ACTIVITY: Repeat all the records exactly, omitting pictures.

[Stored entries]
- - - - -
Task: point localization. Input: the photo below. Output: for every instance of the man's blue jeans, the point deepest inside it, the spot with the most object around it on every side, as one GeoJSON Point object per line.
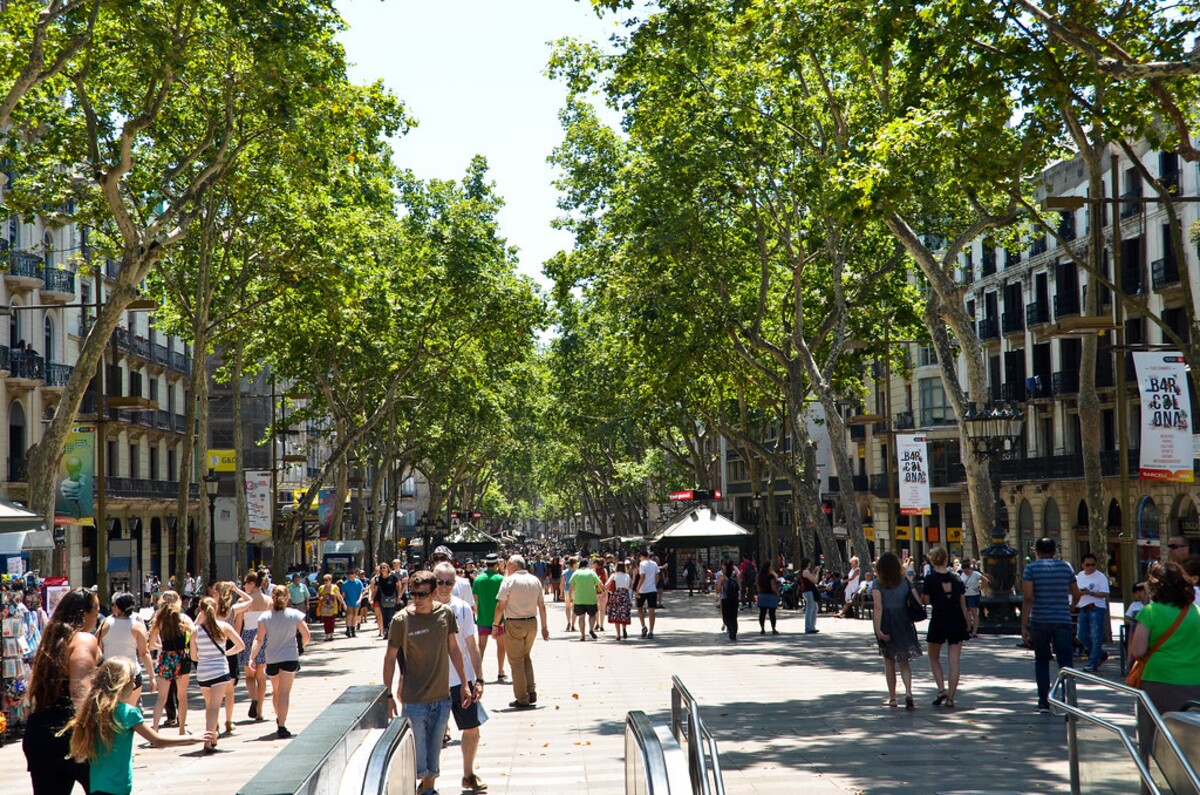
{"type": "Point", "coordinates": [1049, 640]}
{"type": "Point", "coordinates": [810, 611]}
{"type": "Point", "coordinates": [1091, 632]}
{"type": "Point", "coordinates": [429, 725]}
- - - - -
ANSWER TO THIS TASK:
Task: point localization. Input: the photo below. Output: for every instance of the man's blue jeans, the point deepest inside it, the spot with the most object around it on every side, as one GeoJSON Point object per line.
{"type": "Point", "coordinates": [1049, 640]}
{"type": "Point", "coordinates": [810, 611]}
{"type": "Point", "coordinates": [1091, 632]}
{"type": "Point", "coordinates": [429, 725]}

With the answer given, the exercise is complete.